_TEXT_
## START

Dressed as Princess Leia, jokes were my best shield

Ar 170109845
Courtesy of David Holub
Ar 170109845
Courtesy of David Holub

Because it’s Durango, I figured costumes would be likely. Because it was a Hello, Dollface show – a band often in costume, or at least makeup – I figured costumes even likelier. So when the theme of the show is Interstellar and your ladyfriend owns three sci-fi-related costumes, one which happens to fit, I had one clear choice for what to go as on New Year’s Eve: Princess Leia (I was really hoping to wear her Deanna Troi jumpsuit from “Star Trek: The Next Generation,” but I was about 4 inches too tall).

It was White Gown Leia – with galactic belt and trademark wig with circular side-buns – not Jabba the Hutt slave Leia (you’re welcome), and I honestly didn’t think it would draw much attention beyond my close circle of friends. After all, there were at least five people in astronaut costumes with way more energy than me.

But the attention was there, friends and strangers smiling and laughing, comments like, “You look so pretty!” I found myself doing what I often do when unusual – or unusual amounts of – attention is thrust upon me: I make jokes. And until that night, I never quite understood just how much I use humor to deflect, disarm, and distract in such social situations.

## END

(Stored data entries)
## START

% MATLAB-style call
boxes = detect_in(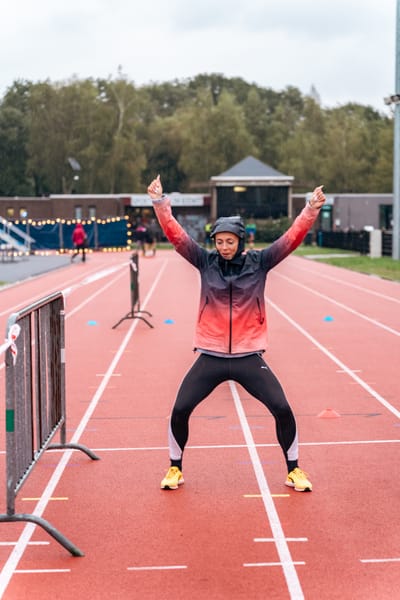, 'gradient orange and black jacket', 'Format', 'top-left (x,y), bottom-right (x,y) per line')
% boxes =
(153, 196), (318, 354)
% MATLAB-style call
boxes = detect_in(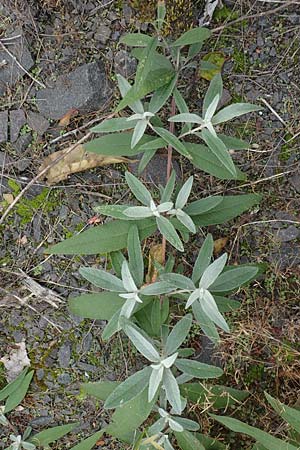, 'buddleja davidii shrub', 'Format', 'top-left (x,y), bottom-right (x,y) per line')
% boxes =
(47, 2), (259, 450)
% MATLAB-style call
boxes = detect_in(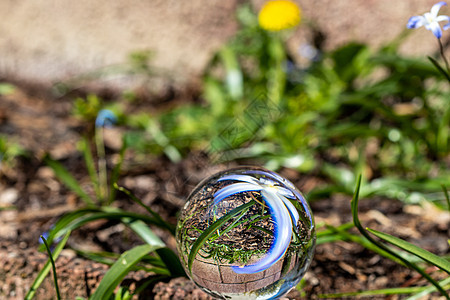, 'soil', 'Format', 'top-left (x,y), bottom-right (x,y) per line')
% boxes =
(0, 85), (450, 299)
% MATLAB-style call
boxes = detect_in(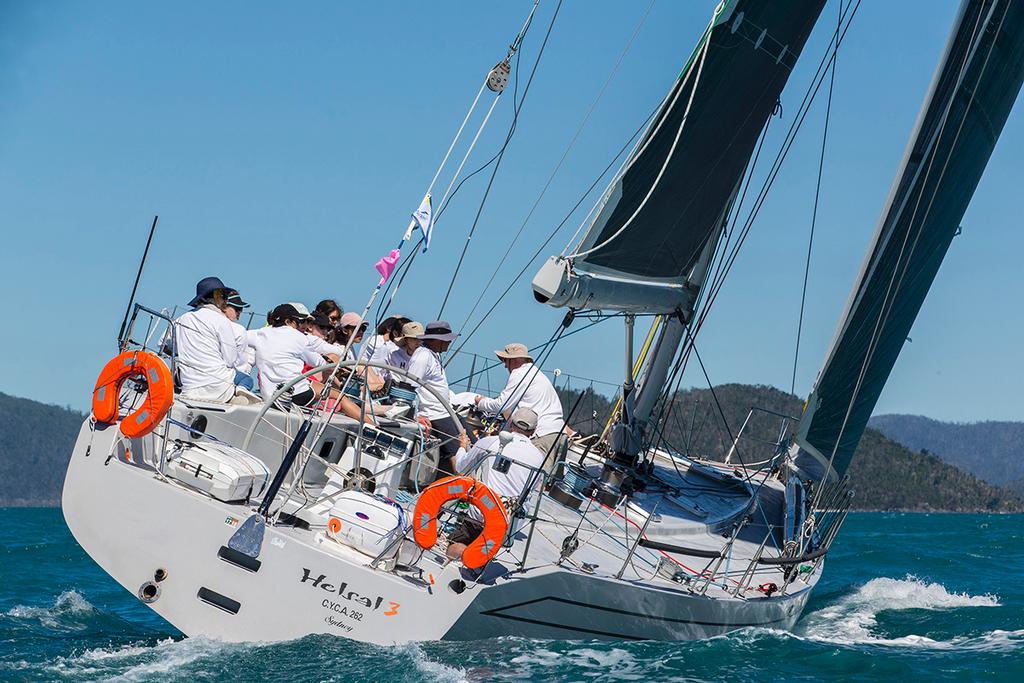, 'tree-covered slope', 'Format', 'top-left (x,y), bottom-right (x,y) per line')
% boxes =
(0, 384), (1024, 511)
(870, 415), (1024, 496)
(563, 384), (1024, 512)
(0, 393), (84, 507)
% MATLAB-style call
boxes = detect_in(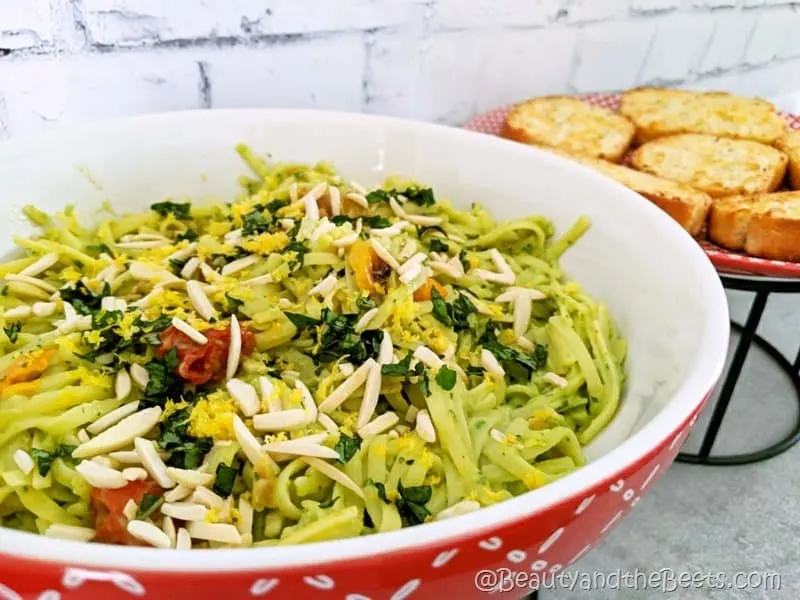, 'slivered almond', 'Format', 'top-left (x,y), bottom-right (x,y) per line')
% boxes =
(122, 467), (149, 480)
(369, 238), (400, 271)
(225, 315), (242, 379)
(44, 523), (96, 544)
(164, 242), (197, 266)
(186, 280), (217, 321)
(75, 460), (128, 490)
(357, 411), (400, 439)
(262, 440), (339, 458)
(514, 294), (532, 338)
(186, 521), (242, 546)
(167, 467), (214, 488)
(5, 273), (58, 294)
(181, 256), (200, 279)
(128, 520), (172, 549)
(347, 192), (369, 208)
(161, 517), (177, 548)
(221, 254), (261, 277)
(33, 302), (56, 317)
(253, 408), (312, 431)
(414, 346), (444, 369)
(19, 252), (59, 277)
(328, 186), (342, 217)
(133, 437), (175, 490)
(242, 273), (272, 285)
(303, 457), (364, 499)
(481, 348), (506, 377)
(332, 233), (358, 248)
(295, 379), (319, 421)
(356, 360), (384, 428)
(86, 400), (139, 435)
(72, 406), (161, 458)
(172, 317), (208, 345)
(317, 413), (339, 433)
(236, 497), (253, 535)
(161, 502), (208, 521)
(416, 409), (436, 444)
(318, 358), (376, 413)
(131, 363), (150, 390)
(258, 375), (283, 412)
(175, 527), (192, 550)
(233, 415), (274, 474)
(190, 485), (225, 508)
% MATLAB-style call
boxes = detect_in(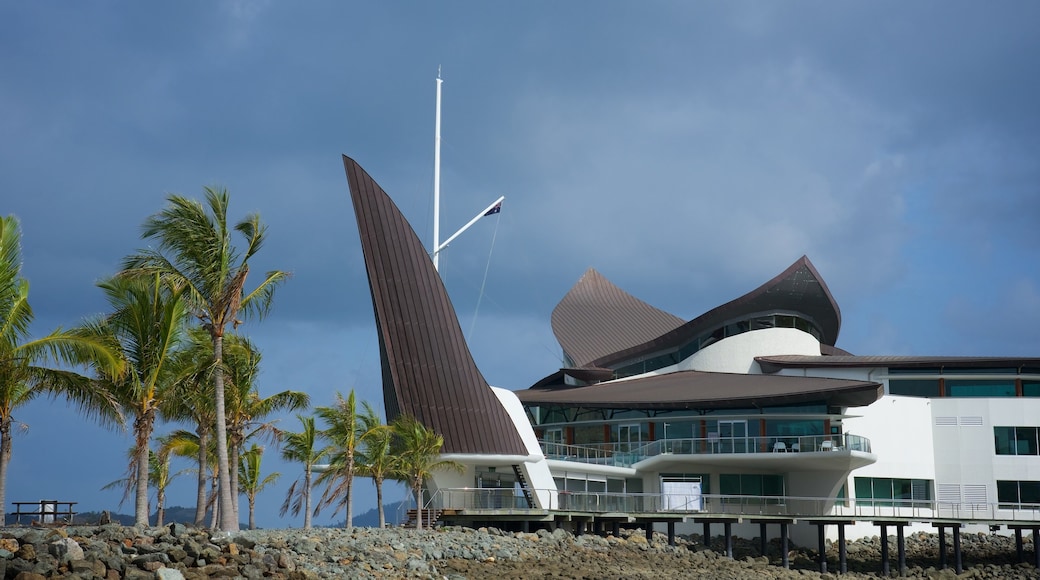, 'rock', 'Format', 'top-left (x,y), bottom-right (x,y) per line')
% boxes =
(48, 537), (83, 563)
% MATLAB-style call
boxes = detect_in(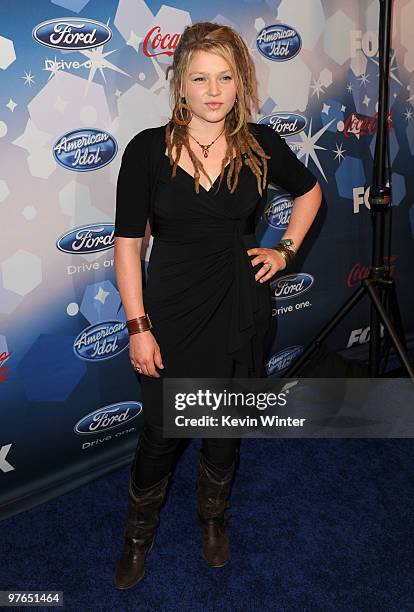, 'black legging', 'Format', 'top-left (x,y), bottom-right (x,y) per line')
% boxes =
(132, 368), (240, 488)
(133, 423), (240, 488)
(129, 301), (270, 488)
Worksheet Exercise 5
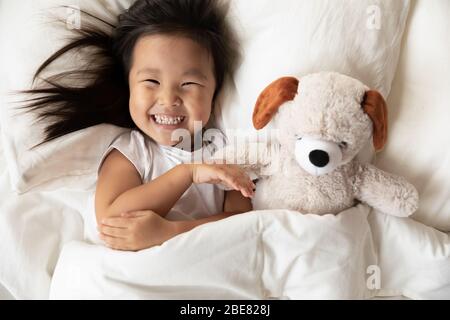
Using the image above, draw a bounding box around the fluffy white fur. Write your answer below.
[218,73,418,217]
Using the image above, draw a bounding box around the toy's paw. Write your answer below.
[394,183,419,217]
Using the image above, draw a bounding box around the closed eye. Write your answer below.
[181,82,201,87]
[145,79,160,85]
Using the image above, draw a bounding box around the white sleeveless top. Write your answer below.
[98,130,224,220]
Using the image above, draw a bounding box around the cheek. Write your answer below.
[187,94,212,124]
[129,90,151,119]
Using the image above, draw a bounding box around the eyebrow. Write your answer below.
[137,68,208,80]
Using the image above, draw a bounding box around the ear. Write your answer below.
[253,77,299,130]
[362,90,388,151]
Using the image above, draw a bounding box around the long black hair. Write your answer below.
[20,0,239,148]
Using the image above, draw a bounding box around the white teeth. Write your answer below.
[153,114,184,125]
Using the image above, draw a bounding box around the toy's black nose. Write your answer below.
[309,150,330,168]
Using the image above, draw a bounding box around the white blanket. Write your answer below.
[50,205,450,299]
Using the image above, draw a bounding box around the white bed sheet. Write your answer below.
[0,1,450,299]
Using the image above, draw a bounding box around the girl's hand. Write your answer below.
[98,210,178,251]
[191,164,256,198]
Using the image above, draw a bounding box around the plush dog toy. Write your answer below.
[223,72,418,217]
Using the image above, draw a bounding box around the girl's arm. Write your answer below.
[95,149,192,222]
[95,149,254,223]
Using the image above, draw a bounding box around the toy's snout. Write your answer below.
[295,137,342,176]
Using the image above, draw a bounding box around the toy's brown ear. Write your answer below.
[253,77,299,130]
[362,90,388,151]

## END

_TASK REQUIREMENTS_
A – Write out the passage of the Princess Leia costume essay starting with "But the attention" and going on through "such social situations.", word for word.
B – Resume the Princess Leia costume essay after its last sentence and carry it forward.

_FINAL ANSWERS_
A –
But the attention was there, friends and strangers smiling and laughing, comments like, “You look so pretty!” I found myself doing what I often do when unusual – or unusual amounts of – attention is thrust upon me: I make jokes. And until that night, I never quite understood just how much I use humor to deflect, disarm, and distract in such social situations.

B –
Almost immediately, a camera crew documenting the event wanted to talk to me. When asked if Princess Leia was a hero of mine, I didn’t want to say the real reason I wore the costume, which was that I didn’t have anything else. (I should have said “Why, yes, I’m a huge ‘Star Wars’ fan.”) And so I feigned as if I had never heard of Princess Leia. I was then asked if the costume was a tribute to the recently-departed Carrie Fisher, to which I said, “The Carry Fishers ... is that a band?” Ultimately, the question was, why did I wear this costume? A challenge to my wit, I knew there was a joke there, I just couldn’t find it in my brain, like when looking at your Scrabble tiles and just knowing there’s a seven-letter word in there somewhere. Ever “confused,” I stammered something unfunny about not having known if people would be dressed up or not.

After the interview was over, I finally worked out the gist of the joke I’d been searching for, which was something having to do with the fact that the white gown and side-bun wig was just what I happened to wear, not realizing the show was a costume ordeal.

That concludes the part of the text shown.